● **PROBLEM DESCRIPTION**: Set down exactly the lines from the one containing "Tag each instance of the light" through the end of the records below, both included, and nothing else.

● **Data listing**:
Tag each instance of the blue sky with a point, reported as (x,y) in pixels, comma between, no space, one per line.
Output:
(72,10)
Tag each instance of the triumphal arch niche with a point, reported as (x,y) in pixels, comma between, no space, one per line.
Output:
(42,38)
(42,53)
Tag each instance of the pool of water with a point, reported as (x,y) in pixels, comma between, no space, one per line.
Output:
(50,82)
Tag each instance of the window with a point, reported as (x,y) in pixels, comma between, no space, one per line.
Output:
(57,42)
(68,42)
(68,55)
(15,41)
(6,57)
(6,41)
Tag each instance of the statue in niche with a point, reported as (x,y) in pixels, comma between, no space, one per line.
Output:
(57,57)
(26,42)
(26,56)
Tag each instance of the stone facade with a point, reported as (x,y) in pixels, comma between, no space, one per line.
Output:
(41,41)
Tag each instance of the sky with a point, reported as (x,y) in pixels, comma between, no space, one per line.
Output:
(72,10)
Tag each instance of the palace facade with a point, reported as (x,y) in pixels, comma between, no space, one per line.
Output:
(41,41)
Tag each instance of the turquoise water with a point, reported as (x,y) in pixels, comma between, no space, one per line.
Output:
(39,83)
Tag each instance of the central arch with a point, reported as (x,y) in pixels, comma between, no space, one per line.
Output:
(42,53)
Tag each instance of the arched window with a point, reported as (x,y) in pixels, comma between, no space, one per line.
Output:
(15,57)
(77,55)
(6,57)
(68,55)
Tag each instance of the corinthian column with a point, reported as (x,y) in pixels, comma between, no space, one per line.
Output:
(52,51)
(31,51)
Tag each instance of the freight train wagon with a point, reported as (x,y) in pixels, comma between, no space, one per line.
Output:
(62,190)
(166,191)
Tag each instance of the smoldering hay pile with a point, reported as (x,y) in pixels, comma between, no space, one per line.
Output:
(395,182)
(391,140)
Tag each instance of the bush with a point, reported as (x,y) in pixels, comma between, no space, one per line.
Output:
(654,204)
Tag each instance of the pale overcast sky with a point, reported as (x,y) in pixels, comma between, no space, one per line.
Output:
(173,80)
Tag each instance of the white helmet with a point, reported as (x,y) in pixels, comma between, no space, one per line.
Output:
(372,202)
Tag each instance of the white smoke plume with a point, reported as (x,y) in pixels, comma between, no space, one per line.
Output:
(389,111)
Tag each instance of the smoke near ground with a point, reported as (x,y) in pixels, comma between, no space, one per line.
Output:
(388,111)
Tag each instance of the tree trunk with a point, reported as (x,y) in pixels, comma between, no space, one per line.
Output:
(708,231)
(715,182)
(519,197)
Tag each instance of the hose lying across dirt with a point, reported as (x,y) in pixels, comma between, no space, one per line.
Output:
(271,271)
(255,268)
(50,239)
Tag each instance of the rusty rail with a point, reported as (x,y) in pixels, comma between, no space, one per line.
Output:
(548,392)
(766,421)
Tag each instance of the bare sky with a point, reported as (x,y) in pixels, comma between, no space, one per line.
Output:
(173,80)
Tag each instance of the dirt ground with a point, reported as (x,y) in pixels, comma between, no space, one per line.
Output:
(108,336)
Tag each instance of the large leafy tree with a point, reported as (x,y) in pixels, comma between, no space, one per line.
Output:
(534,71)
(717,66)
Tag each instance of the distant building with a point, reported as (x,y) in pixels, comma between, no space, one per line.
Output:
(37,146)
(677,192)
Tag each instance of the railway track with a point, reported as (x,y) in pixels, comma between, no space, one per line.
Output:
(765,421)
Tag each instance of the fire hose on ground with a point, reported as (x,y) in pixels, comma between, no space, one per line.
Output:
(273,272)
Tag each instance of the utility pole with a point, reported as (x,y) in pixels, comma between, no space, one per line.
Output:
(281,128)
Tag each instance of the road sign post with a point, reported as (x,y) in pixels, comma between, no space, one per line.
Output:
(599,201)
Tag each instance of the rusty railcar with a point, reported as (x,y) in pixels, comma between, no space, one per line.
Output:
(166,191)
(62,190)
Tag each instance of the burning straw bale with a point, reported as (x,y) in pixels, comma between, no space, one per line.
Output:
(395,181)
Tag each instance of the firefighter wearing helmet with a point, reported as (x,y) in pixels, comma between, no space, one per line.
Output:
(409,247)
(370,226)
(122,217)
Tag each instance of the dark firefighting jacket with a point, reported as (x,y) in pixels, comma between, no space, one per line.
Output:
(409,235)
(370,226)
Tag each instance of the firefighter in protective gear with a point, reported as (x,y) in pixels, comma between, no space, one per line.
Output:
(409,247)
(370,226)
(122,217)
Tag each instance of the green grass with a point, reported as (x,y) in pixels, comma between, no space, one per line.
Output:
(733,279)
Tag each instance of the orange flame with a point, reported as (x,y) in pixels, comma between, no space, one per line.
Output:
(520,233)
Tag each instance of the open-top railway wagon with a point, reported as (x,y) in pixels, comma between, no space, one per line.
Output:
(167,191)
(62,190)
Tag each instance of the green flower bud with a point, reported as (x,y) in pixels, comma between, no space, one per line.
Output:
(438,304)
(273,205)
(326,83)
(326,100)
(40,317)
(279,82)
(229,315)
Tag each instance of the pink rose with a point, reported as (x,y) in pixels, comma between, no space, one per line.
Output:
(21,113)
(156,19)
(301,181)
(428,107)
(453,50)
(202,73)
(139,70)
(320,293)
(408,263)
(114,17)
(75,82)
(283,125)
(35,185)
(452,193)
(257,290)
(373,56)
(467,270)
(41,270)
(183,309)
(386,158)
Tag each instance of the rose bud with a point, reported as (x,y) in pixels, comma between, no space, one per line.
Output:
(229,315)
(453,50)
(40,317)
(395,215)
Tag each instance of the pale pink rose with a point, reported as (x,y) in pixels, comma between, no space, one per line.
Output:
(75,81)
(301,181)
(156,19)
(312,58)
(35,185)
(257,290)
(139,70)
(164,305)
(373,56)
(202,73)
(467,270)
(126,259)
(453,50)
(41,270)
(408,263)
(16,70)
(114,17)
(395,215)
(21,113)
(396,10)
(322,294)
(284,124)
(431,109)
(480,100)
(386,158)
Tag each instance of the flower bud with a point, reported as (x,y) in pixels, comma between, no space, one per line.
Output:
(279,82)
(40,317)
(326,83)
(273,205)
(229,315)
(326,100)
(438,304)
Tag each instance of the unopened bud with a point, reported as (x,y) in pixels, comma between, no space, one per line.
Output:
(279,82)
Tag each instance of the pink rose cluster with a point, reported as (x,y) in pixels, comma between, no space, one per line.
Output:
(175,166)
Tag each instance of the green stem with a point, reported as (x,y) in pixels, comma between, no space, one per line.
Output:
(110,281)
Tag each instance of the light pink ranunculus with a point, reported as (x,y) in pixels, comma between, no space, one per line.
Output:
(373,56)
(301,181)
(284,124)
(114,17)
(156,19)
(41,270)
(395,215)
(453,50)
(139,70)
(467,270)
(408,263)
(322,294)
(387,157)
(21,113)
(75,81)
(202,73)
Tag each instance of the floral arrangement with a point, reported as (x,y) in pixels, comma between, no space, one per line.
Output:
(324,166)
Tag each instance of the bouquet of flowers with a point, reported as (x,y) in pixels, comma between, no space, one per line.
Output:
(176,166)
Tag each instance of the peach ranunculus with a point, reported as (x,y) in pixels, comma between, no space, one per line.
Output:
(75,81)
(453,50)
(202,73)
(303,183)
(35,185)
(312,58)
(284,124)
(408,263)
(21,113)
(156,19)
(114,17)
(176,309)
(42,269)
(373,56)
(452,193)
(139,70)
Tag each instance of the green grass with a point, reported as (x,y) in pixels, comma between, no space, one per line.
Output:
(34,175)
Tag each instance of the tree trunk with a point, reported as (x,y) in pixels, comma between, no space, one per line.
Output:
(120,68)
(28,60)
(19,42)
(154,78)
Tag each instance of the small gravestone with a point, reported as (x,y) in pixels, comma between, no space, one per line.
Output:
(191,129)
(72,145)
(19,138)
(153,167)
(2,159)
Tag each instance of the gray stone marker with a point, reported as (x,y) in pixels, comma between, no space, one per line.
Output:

● **COMPLETED EXERCISE**:
Tag each instance of the light pink ranunculus with a point, reported as (x,y) in pixels, comma between, no space, one per line.
Output:
(373,56)
(301,181)
(284,124)
(114,17)
(156,19)
(41,270)
(395,215)
(453,50)
(139,70)
(467,270)
(408,263)
(322,294)
(387,157)
(21,113)
(75,81)
(202,73)
Tag each instance of the floral arrangement with a point, reported as (x,y) in pixels, comma between, no space, one per line.
Output:
(324,166)
Tag each instance of the bouquet of flowers with a point, reported as (x,y) in pixels, comma between, no space, one per line.
Output:
(176,166)
Tag each instance of the peach ranunculus with a point, reported as (x,y) in pixels, comma between, no space, one per line.
Output:
(75,81)
(453,50)
(202,73)
(303,183)
(35,185)
(312,58)
(284,124)
(408,263)
(21,113)
(156,19)
(114,17)
(176,309)
(42,269)
(373,56)
(452,193)
(139,70)
Tag each instance of the green grass with a point, reported as (x,y) in pixels, comma between, no space, one per line.
Output:
(34,175)
Tag each instance of the tree trunk with a point, reported as (x,y) in pixels, comma between, no space, one per line.
Output:
(120,68)
(28,60)
(19,42)
(154,78)
Tag each instance of the small gravestone with a point, reported as (x,y) in pixels, comma between, no space, one per line.
Output:
(191,129)
(72,145)
(19,138)
(153,167)
(2,159)
Tag each instance of the gray stone marker with a point, reported as (x,y) in pixels, comma between, no space, one per line.
Output:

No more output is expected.